A block of data

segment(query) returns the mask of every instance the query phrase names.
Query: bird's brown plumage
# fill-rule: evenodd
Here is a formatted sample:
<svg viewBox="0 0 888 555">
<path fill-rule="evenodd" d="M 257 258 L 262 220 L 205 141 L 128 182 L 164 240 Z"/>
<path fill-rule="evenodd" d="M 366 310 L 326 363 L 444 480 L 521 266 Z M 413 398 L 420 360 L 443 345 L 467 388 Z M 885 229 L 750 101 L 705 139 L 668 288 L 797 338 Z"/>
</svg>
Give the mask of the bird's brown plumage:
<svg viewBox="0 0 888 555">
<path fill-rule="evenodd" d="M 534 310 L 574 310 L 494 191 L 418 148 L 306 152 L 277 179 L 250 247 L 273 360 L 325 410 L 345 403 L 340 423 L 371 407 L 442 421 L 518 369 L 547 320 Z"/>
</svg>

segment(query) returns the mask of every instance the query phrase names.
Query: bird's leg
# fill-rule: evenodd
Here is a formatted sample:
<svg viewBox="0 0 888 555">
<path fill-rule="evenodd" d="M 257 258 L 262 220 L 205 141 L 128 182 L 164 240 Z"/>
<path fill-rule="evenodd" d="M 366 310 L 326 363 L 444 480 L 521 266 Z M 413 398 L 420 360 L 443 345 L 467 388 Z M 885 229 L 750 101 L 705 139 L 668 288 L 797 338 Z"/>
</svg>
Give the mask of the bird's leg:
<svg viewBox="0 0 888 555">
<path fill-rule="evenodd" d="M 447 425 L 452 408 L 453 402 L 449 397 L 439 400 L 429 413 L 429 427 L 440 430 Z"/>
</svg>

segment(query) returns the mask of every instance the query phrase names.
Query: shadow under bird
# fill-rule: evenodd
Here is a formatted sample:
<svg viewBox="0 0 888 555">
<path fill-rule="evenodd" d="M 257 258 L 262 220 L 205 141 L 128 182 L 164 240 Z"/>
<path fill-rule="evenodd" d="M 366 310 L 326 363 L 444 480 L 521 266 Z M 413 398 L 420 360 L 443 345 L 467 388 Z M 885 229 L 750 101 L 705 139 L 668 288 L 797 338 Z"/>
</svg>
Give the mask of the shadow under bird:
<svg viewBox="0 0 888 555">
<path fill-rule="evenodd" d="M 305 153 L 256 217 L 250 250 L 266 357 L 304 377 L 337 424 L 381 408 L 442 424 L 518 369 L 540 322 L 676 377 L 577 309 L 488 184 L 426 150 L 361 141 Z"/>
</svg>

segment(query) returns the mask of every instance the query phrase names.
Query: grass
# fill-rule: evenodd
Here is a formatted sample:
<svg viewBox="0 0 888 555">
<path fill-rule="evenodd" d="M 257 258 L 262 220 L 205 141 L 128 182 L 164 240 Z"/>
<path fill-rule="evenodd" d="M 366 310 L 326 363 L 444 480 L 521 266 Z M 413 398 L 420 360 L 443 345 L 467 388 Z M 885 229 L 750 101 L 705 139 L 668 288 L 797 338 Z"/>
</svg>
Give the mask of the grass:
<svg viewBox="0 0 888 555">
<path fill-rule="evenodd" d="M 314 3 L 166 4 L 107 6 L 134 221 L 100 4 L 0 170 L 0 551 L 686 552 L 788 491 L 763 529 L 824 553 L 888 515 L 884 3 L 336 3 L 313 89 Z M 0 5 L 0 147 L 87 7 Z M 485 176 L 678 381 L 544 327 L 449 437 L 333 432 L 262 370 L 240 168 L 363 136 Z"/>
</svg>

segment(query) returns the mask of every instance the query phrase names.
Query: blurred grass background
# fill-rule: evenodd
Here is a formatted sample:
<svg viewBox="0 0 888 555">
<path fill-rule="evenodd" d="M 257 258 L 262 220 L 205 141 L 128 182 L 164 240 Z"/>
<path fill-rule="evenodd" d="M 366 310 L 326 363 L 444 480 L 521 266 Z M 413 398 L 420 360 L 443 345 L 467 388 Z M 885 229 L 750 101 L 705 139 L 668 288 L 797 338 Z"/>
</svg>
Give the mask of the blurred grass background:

## YOUR TASK
How many lines of the listing above contain the string "Give", counting only case-sensitive matches? Reply with the number alone.

## RESULT OF THE EXERCISE
5